Records to use
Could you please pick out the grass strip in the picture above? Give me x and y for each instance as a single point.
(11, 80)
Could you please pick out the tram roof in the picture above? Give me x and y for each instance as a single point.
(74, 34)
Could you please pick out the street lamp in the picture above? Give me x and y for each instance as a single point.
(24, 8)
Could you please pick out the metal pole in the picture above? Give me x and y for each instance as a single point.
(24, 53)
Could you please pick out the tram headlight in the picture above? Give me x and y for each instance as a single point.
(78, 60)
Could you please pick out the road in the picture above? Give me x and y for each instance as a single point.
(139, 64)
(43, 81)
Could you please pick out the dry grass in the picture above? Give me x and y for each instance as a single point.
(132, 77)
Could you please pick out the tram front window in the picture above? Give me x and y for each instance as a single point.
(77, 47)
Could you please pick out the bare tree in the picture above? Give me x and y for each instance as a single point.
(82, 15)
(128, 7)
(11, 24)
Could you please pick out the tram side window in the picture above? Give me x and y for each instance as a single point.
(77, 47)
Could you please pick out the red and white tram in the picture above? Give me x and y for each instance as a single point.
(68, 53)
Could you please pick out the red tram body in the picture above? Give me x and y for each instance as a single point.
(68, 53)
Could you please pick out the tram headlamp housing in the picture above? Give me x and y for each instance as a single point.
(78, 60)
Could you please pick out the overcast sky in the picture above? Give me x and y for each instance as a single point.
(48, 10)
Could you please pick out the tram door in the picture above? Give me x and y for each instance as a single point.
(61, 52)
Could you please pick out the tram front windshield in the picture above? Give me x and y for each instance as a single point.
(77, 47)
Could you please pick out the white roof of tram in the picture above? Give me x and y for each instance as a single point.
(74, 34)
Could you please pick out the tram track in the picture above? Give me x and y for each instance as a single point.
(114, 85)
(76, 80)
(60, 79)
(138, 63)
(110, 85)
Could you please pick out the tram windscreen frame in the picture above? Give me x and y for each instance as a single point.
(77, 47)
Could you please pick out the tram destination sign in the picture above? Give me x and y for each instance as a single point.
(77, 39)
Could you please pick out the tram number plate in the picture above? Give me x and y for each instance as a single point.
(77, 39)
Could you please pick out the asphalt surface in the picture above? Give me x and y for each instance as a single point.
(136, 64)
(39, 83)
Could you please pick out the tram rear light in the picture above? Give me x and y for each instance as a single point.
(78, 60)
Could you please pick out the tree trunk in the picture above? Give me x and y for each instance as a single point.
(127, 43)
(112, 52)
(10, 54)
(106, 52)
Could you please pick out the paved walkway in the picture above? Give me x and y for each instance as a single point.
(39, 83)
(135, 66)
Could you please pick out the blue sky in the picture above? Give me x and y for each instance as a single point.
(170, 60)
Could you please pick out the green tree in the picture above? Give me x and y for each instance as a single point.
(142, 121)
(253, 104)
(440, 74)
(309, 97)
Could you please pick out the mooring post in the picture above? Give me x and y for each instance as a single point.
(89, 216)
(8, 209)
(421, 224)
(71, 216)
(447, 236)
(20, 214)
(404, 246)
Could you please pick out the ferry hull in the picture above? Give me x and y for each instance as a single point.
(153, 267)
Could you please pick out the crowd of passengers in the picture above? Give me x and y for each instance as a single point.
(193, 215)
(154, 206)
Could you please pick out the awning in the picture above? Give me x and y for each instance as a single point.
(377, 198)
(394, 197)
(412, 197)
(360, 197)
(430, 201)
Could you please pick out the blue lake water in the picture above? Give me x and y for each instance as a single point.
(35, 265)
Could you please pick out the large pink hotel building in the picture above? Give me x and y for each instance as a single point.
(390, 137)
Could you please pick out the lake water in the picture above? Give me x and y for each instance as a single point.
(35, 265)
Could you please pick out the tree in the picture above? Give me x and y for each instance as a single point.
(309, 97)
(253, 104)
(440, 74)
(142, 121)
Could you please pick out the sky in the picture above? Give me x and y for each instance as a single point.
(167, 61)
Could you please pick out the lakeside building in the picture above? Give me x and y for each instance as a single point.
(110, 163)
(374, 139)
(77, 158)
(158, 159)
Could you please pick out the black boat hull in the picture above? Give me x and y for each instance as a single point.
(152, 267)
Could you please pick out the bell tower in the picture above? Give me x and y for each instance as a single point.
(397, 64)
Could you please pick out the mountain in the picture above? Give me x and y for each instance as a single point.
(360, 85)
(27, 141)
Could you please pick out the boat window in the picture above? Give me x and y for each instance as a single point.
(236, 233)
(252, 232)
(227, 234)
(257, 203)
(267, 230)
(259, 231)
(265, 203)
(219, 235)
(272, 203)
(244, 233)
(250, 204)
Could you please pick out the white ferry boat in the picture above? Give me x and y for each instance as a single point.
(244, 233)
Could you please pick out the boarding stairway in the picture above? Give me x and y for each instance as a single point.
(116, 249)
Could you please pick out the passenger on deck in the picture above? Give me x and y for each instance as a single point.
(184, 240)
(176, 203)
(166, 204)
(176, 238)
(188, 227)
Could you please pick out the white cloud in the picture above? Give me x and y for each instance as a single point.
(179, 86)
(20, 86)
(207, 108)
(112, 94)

Exercise prompt
Rewrite all the items above, replacing "single point" with "single dot" and leaving everything else unchanged.

Correct answer
Could you please pick out the grass strip in the picture above? Give me x and y for each instance as a single dot.
(11, 80)
Could you please pick out the tram roof in the picture above? Give me x and y for each instance as a single dot.
(74, 34)
Could you please pick out the street lamp in the picture above? Give me x and y for each instance as a single dot.
(24, 8)
Could you please pick out the metal pole in the picture above? Give me x and y for each instance as a single dot.
(24, 53)
Could you please pick out the tram headlight in the picture above? Give me x and y for each instance as a single dot.
(78, 60)
Could you please pick out the road in the picture above? Give me x and y for each instance as a single dot.
(139, 64)
(43, 81)
Could you please pick out the dry grass in the picture above? Give me x and y for each instance as a single dot.
(132, 77)
Could you please pick out the tram front window in the picture above? Give me x and y for each instance as a single dot.
(77, 47)
Could you please pick out the bare tree in the picture above? Give me x and y for each instance as a single dot.
(82, 15)
(128, 7)
(11, 24)
Could you please pick out the tram side window in the picture above? Give me x and y for each instance as a single dot.
(77, 47)
Could you please pick out the red and white tram in the picture above? Give me x and y for each instance as a single dot.
(68, 53)
Could you please pick out the red tram body in the picture above? Give me x and y for each instance as a single dot.
(68, 53)
Could you please pick out the tram headlamp housing in the picture above? Give me x and y for each instance as a single dot.
(78, 60)
Could you please pick out the overcast sky in the picture above? Give me x and y for each instance as a single dot.
(48, 10)
Could you please pick out the tram door in the picture above? Give me x and y for each instance as a single dot.
(61, 52)
Could you please pick out the tram front windshield in the picture above? Give me x and y for each instance as a single dot.
(77, 47)
Could you please pick out the white roof of tram in the picture above? Give me x and y for each instance as a single dot.
(74, 34)
Could you please pick out the tram track in the picture above? Give me x and y for each instance as a single dot.
(114, 85)
(76, 80)
(60, 79)
(138, 63)
(110, 85)
Could you please pick out the tram windscreen frame in the picture above? Give me x and y for each instance as a single dot.
(77, 47)
Could you please pick out the tram destination sign in the picture above? Give me x and y for each instance as a single dot.
(77, 39)
Could you please pick out the tram number plate in the picture above? Give me x and y for each instance as a single dot.
(77, 39)
Could you please pick out the asphalt surface in the picture above? Give me x and y for each instance as a single dot.
(136, 64)
(39, 83)
Could you please pick out the tram rear light in the picture above? Give me x and y for each instance as a single dot.
(78, 60)
Could you please pick out the tree trunk in the picture above? Give me x and y for each instance as a single dot.
(127, 43)
(112, 52)
(10, 54)
(106, 52)
Could you please pick out the paved walkway in the picture above? Give me x and y for each instance as a single dot.
(39, 83)
(135, 66)
Could you please pick out the blue sky in the picture above? Give me x and y for each instance as a single dot.
(170, 60)
Could you please pick out the green tree in the picture above? Give me x and y for each instance as a single dot.
(142, 121)
(253, 104)
(440, 74)
(309, 97)
Could you please pick out the mooring post in the picture above? Give me x and y for each instance as a single dot.
(89, 216)
(8, 209)
(421, 224)
(71, 216)
(447, 236)
(20, 214)
(404, 246)
Could you please pick out the ferry hull in the picture above? Give me x and y for each instance as a single dot.
(153, 267)
Could you please pick out the crowd of passengers in the picture above? Give me x and y for each instance as a single dot.
(193, 215)
(154, 206)
Could you please pick out the awning in the picture above? Give me x and y for each instance as a single dot.
(377, 198)
(394, 197)
(412, 197)
(360, 197)
(430, 201)
Could you please pick out the blue lake water in the picture above? Give me x and y for each instance as a single dot.
(35, 265)
Could you please pick out the large pink hotel building in the picture above? Give me x and y for each instance as a single dot.
(390, 137)
Could you please pick out the lake water in the picture above? Give me x and y for each instance as a single dot.
(35, 265)
Could you please pick out the tree in the picture above? Give me x and y for each instance as a single dot.
(309, 97)
(253, 104)
(440, 74)
(142, 121)
Could you please pick out the sky in the picture above? Give me x and y for each instance as a single dot.
(167, 61)
Could you please pick out the lakeside building in the picture above? Give me x and y for each instance as a single dot.
(110, 163)
(374, 139)
(77, 158)
(158, 159)
Could you please pick out the black boat hull in the picture above? Give me x and y for each instance as a single dot.
(152, 267)
Could you please pick out the bell tower in the picture above? Give me x and y for each instance as a single dot.
(397, 64)
Could you please pick out the mountain in the picture above? Give me x and y for each instance as a single dot.
(360, 85)
(27, 141)
Could you please pick out the boat window in the picture above? Give me x and y for each instance as a single dot.
(236, 233)
(252, 232)
(227, 234)
(257, 203)
(267, 230)
(259, 231)
(265, 203)
(219, 235)
(272, 203)
(244, 233)
(250, 204)
Could you please pick out the white ferry boat in the picture above? Give me x and y for each instance as a single dot.
(244, 233)
Could you please pick out the boarding stairway in the picture above? Give me x and y for each instance as a single dot.
(116, 249)
Could you please pick out the passenger on deck in the picture above? Give me x and y for each instance as a single dot.
(184, 240)
(176, 203)
(166, 204)
(176, 238)
(188, 227)
Could you please pick out the white cloud in the picture above? Give me x and y for each instance as a single dot.
(179, 86)
(20, 86)
(207, 108)
(112, 94)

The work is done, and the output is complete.